Comments upon the announcement of Rosemary Park as Connecticut College's fifth president, 1947
On the home front Miss Park was welcomed as friend and colleague by trustees and faculty and received enthusiastic support from students, as shown in the editorial, “Our Hearts and Hands to You” (News, May 14, 1947)
. . . the inauguration of Miss Rosemary Park as our new president will be an extremely enjoyable event as well as an important one. She has been associated with the college community for several years; and we have come to know her, to like her, to admire her. And, as we would feel toward a friend on whom we have placed our hopes, we take pride in Miss Park’s latest achievement. The requirements for a college president are many and varied. In Miss Park we feel that they are fulfilled. In academic matters, she has had valuable experience as a professor both at Wheaton College and at Connecticut. She has learned the business aspects of college administration during her two years as Academic Dean. Her charm and poise on social occasions has been outstanding. Above all, her understanding of students, gained during her years as dean of freshmen, proves her suitable to take over the position of president. (page 143)
Excerpt from Rosemary Park's inaugural address
While all institutions are subject to planning at certain times, education, more than any other institution, involves planning at all times; planning is, indeed, its very essence. Educational planning, however, is more complicated than any other type since all the quantities concerned are x quantities. Education pretends to prepare an as yet undeveloped human being for life in a world of which the educator can know little - for life in the future. (p. 143-144).
Noting Park's achievements at Connecticut College
To summarize her achievements, she gave the curriculum new form and life, enhanced the College’s academic prestige, enlarged the student body by a third, added the Student - Alumnae Center and the North Complex, and, through the Fiftieth Anniversary Fund, kept the College solvent. Her record was indeed so distinguished that it attracted attention on other campuses and led to her being claimed for widening responsibilities (page 147).

- - -

| Written problem 1 |
Write out the passage on Rosemary Park word for word, beginning at the words "Comments upon the" and stopping after "May 14, 1947)".

| Dataset content |
- - -

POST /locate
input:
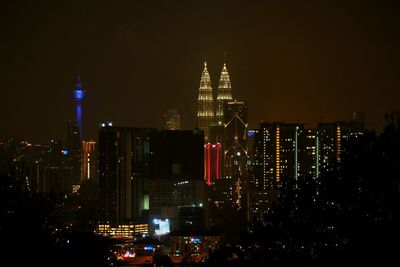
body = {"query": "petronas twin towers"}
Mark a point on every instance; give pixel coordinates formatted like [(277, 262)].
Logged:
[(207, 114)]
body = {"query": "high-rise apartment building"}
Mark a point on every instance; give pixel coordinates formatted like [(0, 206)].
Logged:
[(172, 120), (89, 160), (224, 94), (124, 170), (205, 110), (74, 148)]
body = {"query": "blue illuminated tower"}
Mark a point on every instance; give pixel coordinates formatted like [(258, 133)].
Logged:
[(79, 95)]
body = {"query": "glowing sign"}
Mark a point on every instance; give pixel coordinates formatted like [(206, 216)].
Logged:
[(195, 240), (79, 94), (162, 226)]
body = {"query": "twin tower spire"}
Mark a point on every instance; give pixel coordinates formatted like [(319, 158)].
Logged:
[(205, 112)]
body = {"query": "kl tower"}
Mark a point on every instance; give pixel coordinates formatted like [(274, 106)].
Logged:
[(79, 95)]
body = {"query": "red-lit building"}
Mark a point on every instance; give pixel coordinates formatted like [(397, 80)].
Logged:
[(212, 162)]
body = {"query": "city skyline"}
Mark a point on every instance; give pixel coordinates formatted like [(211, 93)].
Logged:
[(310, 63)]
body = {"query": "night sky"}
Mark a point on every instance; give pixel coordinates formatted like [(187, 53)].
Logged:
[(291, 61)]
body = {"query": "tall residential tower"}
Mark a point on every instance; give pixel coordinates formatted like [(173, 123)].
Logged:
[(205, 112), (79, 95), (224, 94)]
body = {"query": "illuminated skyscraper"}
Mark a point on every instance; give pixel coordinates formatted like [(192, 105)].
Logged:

- - -

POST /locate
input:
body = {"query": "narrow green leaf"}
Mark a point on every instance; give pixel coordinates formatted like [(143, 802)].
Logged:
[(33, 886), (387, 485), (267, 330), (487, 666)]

- - -

| Written problem 2 |
Say how many lines of the rows contain the string "illuminated", counting case, and give only the number.

| Correct response 1 |
Comments upon the announcement of Rosemary Park as Connecticut College's fifth president, 1947
On the home front Miss Park was welcomed as friend and colleague by trustees and faculty and received enthusiastic support from students, as shown in the editorial, “Our Hearts and Hands to You” (News, May 14, 1947)

| Correct response 2 |
2